1164 LIR, the Cult of Storms signs non-aggression treaties with the Undead and necromancers join their faction. 1172 LIR, The Keepers' attempts to establish a new alliance fails. Dwarves and Elves battle versus Dark Elves and Orcs for control of Thinreed Lake. 1194 LIR, Meandor allies with the Goblins. In 1204 LIR, Julia becomes the leader of The Keepers after a decisive victory against the Goblins. A decade of peace passes until 1216 LIR; a Cult of Storms agent assassinates Queen Elwyn. Meandor is seen searching for something among the skeletons at the Court Ruins. Julia, The Keepers and a chosen hero advance to reclaim the Valley of Wonders.

In Age of Wonders (1999), The Keepers, led by Julia, seek peace with the humans and to thwart Meandor's plans for a New World Order. Meandor and The Cult of Storms want to resurrect his father, reclaim the Verdant Throne and exterminate the humans. The player makes campaign choices with 6 possible storylines and 4 endings. In the canonical story branch; the Halflings join the Keepers, side with the Dwarves and Elves to stop the Cult of Storms.

==== The Second Age: The Wizard's Throne, Shadow Magic ====
The Wizard's Throne (2002) continues several centuries later. It introduces the Circle of Evermore (Wizard's Circle) which consists of 6 spheres with each 2 wizards (Yaka, Nimue, Arachna, Fangir, Artica, Karissa etc.). Garbiel of the Cosmos sphere is abandoned by the other wizards and then recruits Merlin to rally the wizards who left the Wizard's Circle. Inioch's spirit promises power to the wizards if they resurrect him. The wizards plan to use his daughter Julia as a vessel for Inioch. The world is on the brink of collapse thus the player must restore the Circle of Evermore to balance the elemental forces.

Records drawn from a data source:
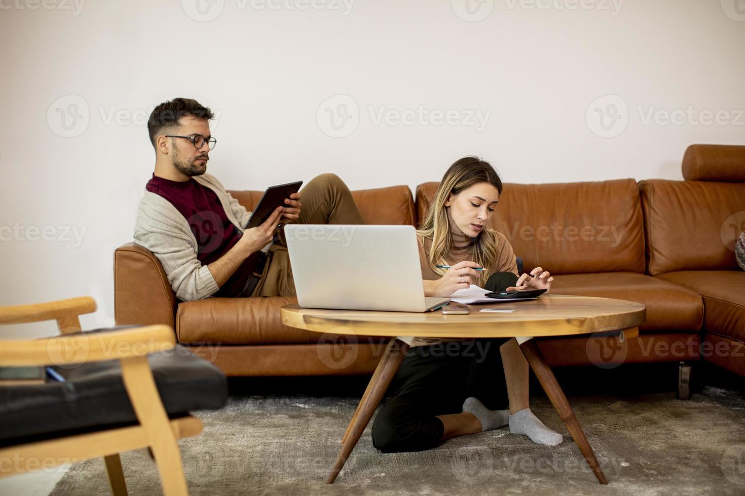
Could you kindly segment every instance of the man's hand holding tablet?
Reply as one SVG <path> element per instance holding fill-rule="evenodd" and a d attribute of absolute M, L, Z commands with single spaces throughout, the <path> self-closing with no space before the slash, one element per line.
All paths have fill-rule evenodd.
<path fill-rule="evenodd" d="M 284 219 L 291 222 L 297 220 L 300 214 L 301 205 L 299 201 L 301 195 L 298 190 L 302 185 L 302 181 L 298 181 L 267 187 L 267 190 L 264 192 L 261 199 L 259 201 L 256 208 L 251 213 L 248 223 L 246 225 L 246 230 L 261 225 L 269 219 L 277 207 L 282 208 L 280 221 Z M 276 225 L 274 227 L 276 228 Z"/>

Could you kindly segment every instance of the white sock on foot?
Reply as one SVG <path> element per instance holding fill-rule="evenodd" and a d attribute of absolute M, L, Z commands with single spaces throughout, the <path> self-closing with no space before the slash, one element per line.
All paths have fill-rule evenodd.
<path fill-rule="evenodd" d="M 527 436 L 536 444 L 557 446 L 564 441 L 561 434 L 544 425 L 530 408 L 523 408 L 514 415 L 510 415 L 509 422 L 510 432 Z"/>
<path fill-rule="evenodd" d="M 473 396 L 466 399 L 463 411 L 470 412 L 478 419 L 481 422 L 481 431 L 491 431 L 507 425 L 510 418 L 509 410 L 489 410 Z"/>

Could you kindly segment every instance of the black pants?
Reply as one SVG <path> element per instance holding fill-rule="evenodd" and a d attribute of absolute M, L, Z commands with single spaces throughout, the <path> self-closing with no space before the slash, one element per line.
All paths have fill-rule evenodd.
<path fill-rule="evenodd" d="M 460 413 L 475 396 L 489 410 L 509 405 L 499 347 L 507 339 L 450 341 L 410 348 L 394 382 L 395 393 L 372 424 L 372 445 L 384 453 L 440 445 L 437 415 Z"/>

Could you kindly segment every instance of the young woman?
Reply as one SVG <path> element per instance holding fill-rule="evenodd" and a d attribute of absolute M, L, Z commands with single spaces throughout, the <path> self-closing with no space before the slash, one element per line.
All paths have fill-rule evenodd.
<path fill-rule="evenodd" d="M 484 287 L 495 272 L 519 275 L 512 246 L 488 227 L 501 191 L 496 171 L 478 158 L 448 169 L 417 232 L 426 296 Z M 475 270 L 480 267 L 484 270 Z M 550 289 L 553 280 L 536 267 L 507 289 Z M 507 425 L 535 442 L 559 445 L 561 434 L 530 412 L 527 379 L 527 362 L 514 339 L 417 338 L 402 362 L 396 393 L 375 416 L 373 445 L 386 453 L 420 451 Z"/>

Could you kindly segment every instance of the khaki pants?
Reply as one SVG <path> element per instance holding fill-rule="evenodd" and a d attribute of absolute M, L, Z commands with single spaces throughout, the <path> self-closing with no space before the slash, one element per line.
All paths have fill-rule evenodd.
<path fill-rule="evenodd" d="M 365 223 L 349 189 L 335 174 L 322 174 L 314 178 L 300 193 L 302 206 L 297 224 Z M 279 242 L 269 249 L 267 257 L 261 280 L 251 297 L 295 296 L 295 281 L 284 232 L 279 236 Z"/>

--

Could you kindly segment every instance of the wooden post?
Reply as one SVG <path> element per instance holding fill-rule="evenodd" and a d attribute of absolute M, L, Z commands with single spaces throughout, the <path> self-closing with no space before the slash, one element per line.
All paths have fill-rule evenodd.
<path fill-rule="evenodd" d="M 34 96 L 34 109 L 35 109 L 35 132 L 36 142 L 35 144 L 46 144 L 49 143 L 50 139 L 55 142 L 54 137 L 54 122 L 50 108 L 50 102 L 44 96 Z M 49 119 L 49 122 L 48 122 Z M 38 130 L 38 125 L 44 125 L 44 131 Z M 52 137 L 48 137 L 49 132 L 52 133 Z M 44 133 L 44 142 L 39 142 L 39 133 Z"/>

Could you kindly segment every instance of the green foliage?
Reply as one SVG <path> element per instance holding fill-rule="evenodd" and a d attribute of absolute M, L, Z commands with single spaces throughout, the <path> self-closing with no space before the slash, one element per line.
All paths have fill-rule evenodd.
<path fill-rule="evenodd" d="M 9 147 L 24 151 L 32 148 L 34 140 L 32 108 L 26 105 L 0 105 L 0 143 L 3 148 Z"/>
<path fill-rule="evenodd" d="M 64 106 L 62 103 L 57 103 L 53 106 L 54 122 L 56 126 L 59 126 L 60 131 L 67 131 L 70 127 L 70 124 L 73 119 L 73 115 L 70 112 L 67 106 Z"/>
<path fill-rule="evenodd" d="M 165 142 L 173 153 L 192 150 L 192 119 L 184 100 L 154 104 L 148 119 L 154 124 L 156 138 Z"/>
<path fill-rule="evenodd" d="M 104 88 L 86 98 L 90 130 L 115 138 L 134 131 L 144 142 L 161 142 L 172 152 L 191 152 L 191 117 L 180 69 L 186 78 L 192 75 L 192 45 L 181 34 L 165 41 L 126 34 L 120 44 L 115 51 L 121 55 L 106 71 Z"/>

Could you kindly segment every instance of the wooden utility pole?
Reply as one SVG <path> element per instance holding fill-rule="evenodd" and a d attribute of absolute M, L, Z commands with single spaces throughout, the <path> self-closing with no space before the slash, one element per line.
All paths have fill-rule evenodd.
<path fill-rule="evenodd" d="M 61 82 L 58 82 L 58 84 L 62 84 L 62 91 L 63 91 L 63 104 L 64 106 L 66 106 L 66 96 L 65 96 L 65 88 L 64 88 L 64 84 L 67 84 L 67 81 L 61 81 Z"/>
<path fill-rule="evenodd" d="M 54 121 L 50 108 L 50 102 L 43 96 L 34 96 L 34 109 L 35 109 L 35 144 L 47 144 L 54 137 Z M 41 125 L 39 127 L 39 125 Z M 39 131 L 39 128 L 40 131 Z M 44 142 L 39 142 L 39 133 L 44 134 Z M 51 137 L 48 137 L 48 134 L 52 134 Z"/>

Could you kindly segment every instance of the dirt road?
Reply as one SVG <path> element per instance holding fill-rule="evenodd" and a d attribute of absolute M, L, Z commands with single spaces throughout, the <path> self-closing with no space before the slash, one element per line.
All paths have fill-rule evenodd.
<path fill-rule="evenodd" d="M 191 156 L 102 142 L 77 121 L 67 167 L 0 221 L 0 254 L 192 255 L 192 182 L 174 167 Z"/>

* **Required work**: Carry on the passage about the Age of Wonders storyline, writing what comes after its final sentence. This material is not needed.

* **Expected answer**:
In Shadow Magic (2003), the Circle of Evermore is restored, but a magical cataclysm attracts Shadow Demons from the void. They want to consume the mana and magical powers of every wizard in Athla. The wizards tap into powerful forces such as the Shadow Demons to win the war. When the Shadow Demons strike Evermore, Merlin gets trapped in the Shadow World. He communicates with allies via the elusive spirit Teryn. The frightened humans join Phobius to prosecute the old races and abolish magic. They establish the Phobian Empire to rule over the Blessed Continent. The magic vacuum enables the Shadow Demons to expand and devour souls. The siblings Julia and Meandor of House Inioch put aside their rivalry to collaborate with Merlin and his Syron allies to save Athla. Their efforts results in the fall of Phobius. The enslaved people are freed from the Shadow Demons when they defeat their leader, the All-Devourer.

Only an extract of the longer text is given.